Given problem —
Reproduce every line of the entries below word for word, omitting the pictures.

Records for this exercise —
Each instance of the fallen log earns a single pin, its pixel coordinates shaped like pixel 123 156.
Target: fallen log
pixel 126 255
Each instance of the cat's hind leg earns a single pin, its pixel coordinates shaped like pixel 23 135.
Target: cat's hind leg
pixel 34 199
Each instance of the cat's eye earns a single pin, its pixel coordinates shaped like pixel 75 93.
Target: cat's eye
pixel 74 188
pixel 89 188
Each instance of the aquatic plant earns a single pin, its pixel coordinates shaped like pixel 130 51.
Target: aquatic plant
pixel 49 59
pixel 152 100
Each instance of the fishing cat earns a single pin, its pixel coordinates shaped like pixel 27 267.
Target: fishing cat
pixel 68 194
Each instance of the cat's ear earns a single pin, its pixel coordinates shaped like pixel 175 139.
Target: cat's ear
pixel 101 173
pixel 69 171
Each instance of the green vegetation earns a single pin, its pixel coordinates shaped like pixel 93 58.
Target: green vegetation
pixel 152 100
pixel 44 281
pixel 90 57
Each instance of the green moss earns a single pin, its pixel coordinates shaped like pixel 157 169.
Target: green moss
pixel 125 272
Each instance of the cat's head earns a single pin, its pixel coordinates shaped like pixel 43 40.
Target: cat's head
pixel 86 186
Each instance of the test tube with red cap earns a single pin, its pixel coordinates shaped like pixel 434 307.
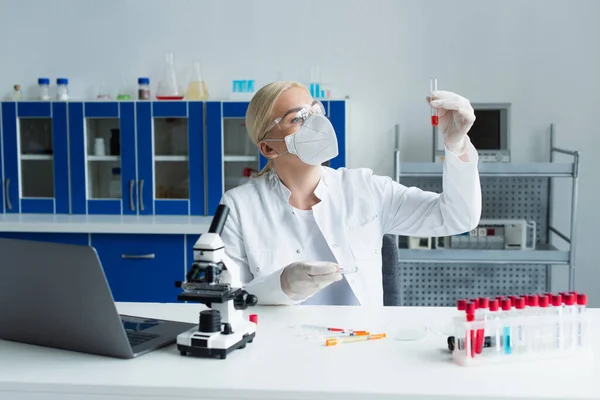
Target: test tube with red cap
pixel 506 316
pixel 481 315
pixel 470 334
pixel 570 327
pixel 557 313
pixel 544 338
pixel 581 309
pixel 494 317
pixel 434 111
pixel 520 314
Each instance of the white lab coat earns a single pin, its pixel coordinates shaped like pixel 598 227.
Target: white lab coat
pixel 356 209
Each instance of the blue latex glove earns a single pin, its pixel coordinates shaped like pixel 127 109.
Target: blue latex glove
pixel 456 117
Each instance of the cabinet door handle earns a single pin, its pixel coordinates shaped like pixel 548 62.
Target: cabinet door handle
pixel 141 195
pixel 6 188
pixel 131 203
pixel 140 256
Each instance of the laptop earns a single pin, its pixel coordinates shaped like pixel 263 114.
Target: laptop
pixel 56 295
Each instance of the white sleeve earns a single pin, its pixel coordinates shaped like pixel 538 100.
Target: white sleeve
pixel 266 288
pixel 410 211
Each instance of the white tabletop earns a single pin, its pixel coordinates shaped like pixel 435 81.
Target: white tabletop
pixel 281 365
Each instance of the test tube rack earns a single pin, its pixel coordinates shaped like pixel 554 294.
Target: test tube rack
pixel 521 334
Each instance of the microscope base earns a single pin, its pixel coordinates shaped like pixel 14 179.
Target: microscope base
pixel 217 345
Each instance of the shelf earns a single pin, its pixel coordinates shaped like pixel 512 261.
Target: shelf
pixel 230 158
pixel 36 157
pixel 104 158
pixel 171 158
pixel 543 254
pixel 542 169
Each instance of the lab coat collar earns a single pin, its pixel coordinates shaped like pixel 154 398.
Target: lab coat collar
pixel 285 193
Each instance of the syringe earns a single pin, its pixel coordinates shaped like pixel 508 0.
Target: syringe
pixel 352 339
pixel 434 112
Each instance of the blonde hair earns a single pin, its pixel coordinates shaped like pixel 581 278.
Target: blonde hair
pixel 260 110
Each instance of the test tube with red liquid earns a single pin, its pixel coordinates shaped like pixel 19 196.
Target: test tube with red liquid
pixel 434 112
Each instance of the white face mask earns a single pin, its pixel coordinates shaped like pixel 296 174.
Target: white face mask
pixel 314 143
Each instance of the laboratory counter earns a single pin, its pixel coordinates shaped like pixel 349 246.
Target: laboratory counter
pixel 130 224
pixel 281 364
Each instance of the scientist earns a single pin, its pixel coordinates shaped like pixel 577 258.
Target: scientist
pixel 293 227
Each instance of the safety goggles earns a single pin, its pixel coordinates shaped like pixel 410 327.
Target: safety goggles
pixel 293 119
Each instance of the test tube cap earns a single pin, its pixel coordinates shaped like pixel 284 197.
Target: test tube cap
pixel 470 308
pixel 557 300
pixel 494 305
pixel 569 299
pixel 484 302
pixel 533 300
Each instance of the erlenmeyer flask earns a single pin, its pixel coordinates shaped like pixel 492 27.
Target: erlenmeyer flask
pixel 196 88
pixel 167 86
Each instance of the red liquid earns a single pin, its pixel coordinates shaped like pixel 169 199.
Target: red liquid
pixel 169 97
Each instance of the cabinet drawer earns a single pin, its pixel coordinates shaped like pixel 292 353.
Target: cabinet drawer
pixel 80 239
pixel 142 268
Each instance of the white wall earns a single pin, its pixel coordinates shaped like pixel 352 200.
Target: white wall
pixel 541 55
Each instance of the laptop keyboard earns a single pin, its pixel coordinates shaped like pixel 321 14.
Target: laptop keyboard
pixel 137 338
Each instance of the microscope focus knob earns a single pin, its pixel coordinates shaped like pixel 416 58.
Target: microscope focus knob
pixel 244 300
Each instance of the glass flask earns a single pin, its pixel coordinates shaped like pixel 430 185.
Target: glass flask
pixel 197 87
pixel 167 86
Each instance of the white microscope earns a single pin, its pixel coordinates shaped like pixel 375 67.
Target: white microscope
pixel 222 328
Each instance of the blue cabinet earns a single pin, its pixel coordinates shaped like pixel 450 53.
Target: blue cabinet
pixel 35 157
pixel 130 157
pixel 103 158
pixel 142 268
pixel 170 157
pixel 143 158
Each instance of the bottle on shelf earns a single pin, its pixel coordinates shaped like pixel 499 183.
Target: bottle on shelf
pixel 197 87
pixel 168 88
pixel 44 87
pixel 62 89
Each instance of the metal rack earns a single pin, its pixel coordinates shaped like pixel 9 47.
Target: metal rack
pixel 508 189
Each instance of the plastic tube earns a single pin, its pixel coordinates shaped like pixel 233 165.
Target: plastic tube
pixel 434 111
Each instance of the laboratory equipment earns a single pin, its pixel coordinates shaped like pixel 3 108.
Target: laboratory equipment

Solution —
Each instance of the fallen log earns a single pin, its pixel coordinates shaped like pixel 123 156.
Target: fallen log
pixel 126 255
Each instance of the cat's hind leg earns a single pin, its pixel coordinates shaped like pixel 23 135.
Target: cat's hind leg
pixel 34 199
Each instance of the cat's eye earns a single pin, its pixel coordinates shaped like pixel 75 93.
Target: cat's eye
pixel 74 188
pixel 89 188
Each instance of the aquatic plant earns a single pin, its pixel coordinates shaped like pixel 130 51.
Target: aquatic plant
pixel 49 59
pixel 152 100
Each instance of the fishing cat earns a single pin, its pixel coordinates shaped like pixel 27 267.
Target: fishing cat
pixel 68 194
Each instance of the cat's ear earns a single pin, its pixel coordinates shaped like pixel 175 139.
Target: cat's ear
pixel 101 173
pixel 69 171
Each instance of the green vegetation earns a single pin, its pixel coordinates shaped like pixel 93 58.
Target: green vegetation
pixel 152 100
pixel 44 281
pixel 90 57
Each instance of the green moss earns a single pin, its pixel coordinates shaped like pixel 157 169.
Target: green moss
pixel 125 272
Each instance of the cat's head earns a single pin, its pixel coordinates shaped like pixel 43 40.
Target: cat's head
pixel 86 186
Each instance of the test tube with red cap earns a single pin, its pixel coordinates shaped like pixel 434 307.
Target: test tube with red cap
pixel 506 316
pixel 481 315
pixel 470 334
pixel 570 327
pixel 557 313
pixel 544 338
pixel 581 309
pixel 494 317
pixel 434 111
pixel 520 314
Each instance of the white lab coat earns a single pin, its pixel coordinates shaped like pixel 598 227.
Target: white lab coat
pixel 356 209
Each instance of the blue latex glove earns a single pin, its pixel coordinates shaped like pixel 127 109.
Target: blue latex glove
pixel 456 117
Each instance of the cabinet door handle earns a single pin, its pixel coordinates shaped like pixel 548 62.
Target: cabinet door handle
pixel 141 195
pixel 6 188
pixel 131 203
pixel 140 256
Each instance of the laptop earns a single pin, its pixel coordinates shaped like pixel 263 114.
Target: laptop
pixel 56 295
Each instance of the white sleeve earns a single pin, its pixel coordinates shaped like pixel 538 100.
Target: white sleeve
pixel 266 288
pixel 410 211
Each instance of the white tabletop earns a single pin, its pixel coordinates shaped like pixel 435 81.
Target: white tabletop
pixel 281 365
Each instance of the test tube rack earns a single pin, its pixel coordinates shaped like pixel 554 294.
Target: test tube rack
pixel 521 334
Each instance of the microscope base earns a single pin, its pixel coordinates shaped like pixel 14 179.
Target: microscope base
pixel 217 345
Each instance of the shelf earns a single pin, its pixel coordinates shaped like pixel 512 261.
Target: shelf
pixel 230 158
pixel 36 157
pixel 104 158
pixel 171 158
pixel 543 254
pixel 542 169
Each instance of the lab coat collar earns a single pin, its pixel coordinates shaped like pixel 154 398.
Target: lab coat collar
pixel 285 193
Each instance of the syringe earns a single pin, its pixel coordinates shaped like pixel 508 0.
Target: syringe
pixel 352 339
pixel 434 112
Each instance of the blonde hair earns a single pin, its pixel coordinates shaped like pixel 581 278.
Target: blonde hair
pixel 260 110
Each instance of the test tube with red liquid earns a single pin, its pixel coordinates shaped like pixel 19 196.
Target: test tube with red liquid
pixel 434 112
Each instance of the white face mask earns a single pin, its pixel coordinates shaped like pixel 296 174.
Target: white face mask
pixel 314 143
Each instance of the laboratory counter earns a single pin, its pixel coordinates shaped like pixel 349 246.
Target: laboratory counter
pixel 130 224
pixel 281 364
Each instance of the scientist earns a single pin, its pixel coordinates shaped like pixel 577 258.
Target: scientist
pixel 293 227
Each instance of the safety goggles earns a single pin, its pixel coordinates shaped like pixel 410 327.
Target: safety goggles
pixel 293 119
Each instance of the test tube cap earns a single pin, its pixel coordinates shaped like pixel 284 197.
Target: test tube cap
pixel 470 308
pixel 557 300
pixel 494 305
pixel 569 299
pixel 484 302
pixel 533 300
Each instance of the erlenmeyer flask earns a single pin, its pixel coordinates shaped like pixel 492 27.
Target: erlenmeyer flask
pixel 196 88
pixel 167 86
Each instance of the red liquid earns a single pin, its pixel coordinates shaped like pixel 169 199.
Target: red liquid
pixel 169 97
Each instance of the cabinet drawer earns a single pin, its pixel coordinates shaped like pixel 292 353.
Target: cabinet drawer
pixel 80 239
pixel 142 268
Each instance of the white wall earns a single pin, its pixel coordinates shaped like pixel 352 200.
Target: white wall
pixel 541 55
Each instance of the laptop keyboard earns a single pin, its pixel coordinates shaped like pixel 321 14.
Target: laptop keyboard
pixel 137 338
Each instance of the microscope focus knob earns a single pin, its pixel coordinates shaped like pixel 416 58.
Target: microscope focus knob
pixel 244 300
Each instance of the glass flask earns a single pin, its pixel coordinates shaped like pixel 430 185.
Target: glass flask
pixel 197 87
pixel 167 86
Each instance of the white microscope earns a single pin, its pixel coordinates shaped like pixel 375 67.
Target: white microscope
pixel 222 328
Each instance of the blue cabinet earns a single pin, its pixel coordinates shaped like pixel 450 53.
Target: blue cabinet
pixel 35 157
pixel 130 157
pixel 103 158
pixel 142 268
pixel 170 157
pixel 143 158
Each instance of the bottle on shelf earns a single pin, its pixel coordinates shaped like pixel 499 183.
Target: bottle on shelf
pixel 197 87
pixel 168 88
pixel 44 87
pixel 62 89
Each instance of the metal rack earns a single pin, its pixel coordinates shaped like pixel 9 47.
Target: metal rack
pixel 508 189
Each instance of the plastic tube earns a single pin, its pixel coordinates shaped like pixel 233 165.
Target: plastic tube
pixel 434 111
Each instance of the laboratory equipment earns a single pin, its pixel coordinates shaped like pixel 3 108.
Target: laboratory equipment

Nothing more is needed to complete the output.